→ **REQUIREMENTS**: Can you copy out the items word for word, from the line with "Drop one marker on each instance of the concrete" up to and including the line with "[[91, 109]]"?

::::::::::

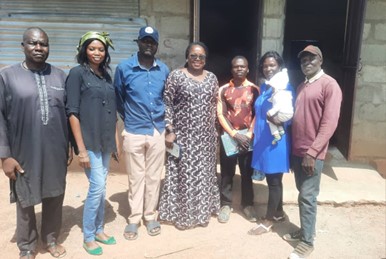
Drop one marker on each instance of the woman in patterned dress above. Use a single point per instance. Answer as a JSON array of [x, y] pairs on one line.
[[190, 194]]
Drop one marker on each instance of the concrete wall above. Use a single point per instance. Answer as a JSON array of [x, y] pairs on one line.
[[172, 19], [273, 26], [369, 121]]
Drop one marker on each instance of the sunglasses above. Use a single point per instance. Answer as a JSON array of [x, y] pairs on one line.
[[195, 56]]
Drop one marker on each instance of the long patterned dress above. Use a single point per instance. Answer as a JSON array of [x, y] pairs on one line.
[[190, 194]]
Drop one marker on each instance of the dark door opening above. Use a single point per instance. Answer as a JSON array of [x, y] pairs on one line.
[[321, 23], [325, 24], [229, 28]]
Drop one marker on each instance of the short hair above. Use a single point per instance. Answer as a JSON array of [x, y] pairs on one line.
[[239, 57], [196, 43], [270, 54], [82, 59], [26, 32]]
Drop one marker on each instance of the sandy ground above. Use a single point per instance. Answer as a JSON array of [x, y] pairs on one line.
[[349, 231]]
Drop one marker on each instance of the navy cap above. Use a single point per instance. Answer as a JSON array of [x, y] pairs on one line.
[[148, 31], [311, 49]]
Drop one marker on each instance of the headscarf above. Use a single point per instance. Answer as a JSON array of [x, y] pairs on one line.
[[102, 36]]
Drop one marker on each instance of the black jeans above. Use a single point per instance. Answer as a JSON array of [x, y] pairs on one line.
[[275, 195], [26, 230], [228, 169]]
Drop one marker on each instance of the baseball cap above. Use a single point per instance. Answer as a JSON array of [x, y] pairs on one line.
[[311, 49], [148, 31]]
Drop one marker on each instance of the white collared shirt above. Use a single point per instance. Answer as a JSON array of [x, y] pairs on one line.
[[315, 77]]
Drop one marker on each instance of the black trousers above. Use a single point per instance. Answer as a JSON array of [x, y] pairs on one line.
[[228, 169], [275, 195], [26, 230]]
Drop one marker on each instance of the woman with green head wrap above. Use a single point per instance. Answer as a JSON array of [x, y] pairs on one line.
[[91, 109]]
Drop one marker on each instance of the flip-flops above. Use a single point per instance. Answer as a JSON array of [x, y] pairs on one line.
[[153, 228], [224, 215], [54, 250], [260, 229], [131, 232]]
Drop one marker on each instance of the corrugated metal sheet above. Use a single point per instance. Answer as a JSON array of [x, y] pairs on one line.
[[64, 30], [116, 8]]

::::::::::

→ **TASK ANSWER**:
Drop one marker on each instance of the concrete wall above. Use a single point per instance. Answer as a JSON array of [x, y] pairs on one line.
[[172, 19], [273, 26], [369, 121]]
Drop one marker on each instance of the sunglasses above. Use a single point per instance. Answer as a JSON array of [x, y] pairs on one line.
[[195, 56]]
Drop one marker on each instance of the long patterned dress above. Use a single point per instance. Answer as a JSON array of [x, y] pairs on one line.
[[190, 194]]
Drop one marker on each instance of the dark door opening above. Use a single point per instance. Answer as a JSON array of [x, y] pairs on one line.
[[321, 23], [325, 24], [229, 28]]
Drop one marker on each instance of the short hair above. Use a single point per instance. Answer as a JSON array of [x, y] pairs on one line.
[[239, 57], [196, 43], [270, 54], [82, 59], [26, 32]]
Drop one marker on each instance of the sandy ground above. Use a single point per instance. Answer as a JSON array of [x, y] pairs on one line.
[[349, 231]]
Drop one marker on each instance of the navy cap above. Use a single point per instance. Answer as a JSON array of [x, y] pairs on one line.
[[148, 31], [311, 49]]
Drop one marker on each instance of the headscarf above. Use a single point per instance. Answer as a JSON array of [x, y] pairs on one line.
[[102, 36]]
Drop one marker on each instance of the black jeans above. Use a single point per instance. Answer as a JSON array of [x, y] pairs on one line.
[[275, 195], [26, 230], [228, 169]]
Drop one marker on each instance of the baseball cap above. Use a single point per instance. Answer as a JSON array of [x, y] pairs on one line.
[[311, 49], [148, 31]]
Drop one marker on each instance of the white collared shirt above. Use a single point per instance. Answer as a JSON array of [x, y] pairs on one line.
[[315, 77]]
Drop one marker on each instance of the black trousers above. Use a single point per instance. Answer as a JSON array of [x, y] pairs on one line.
[[228, 169], [275, 195], [26, 230]]
Drop one marker on each instance of the woman with green head wrap above. Use a single point per instance. Answer as a JSON array of [x, y] pairs on one line.
[[91, 109]]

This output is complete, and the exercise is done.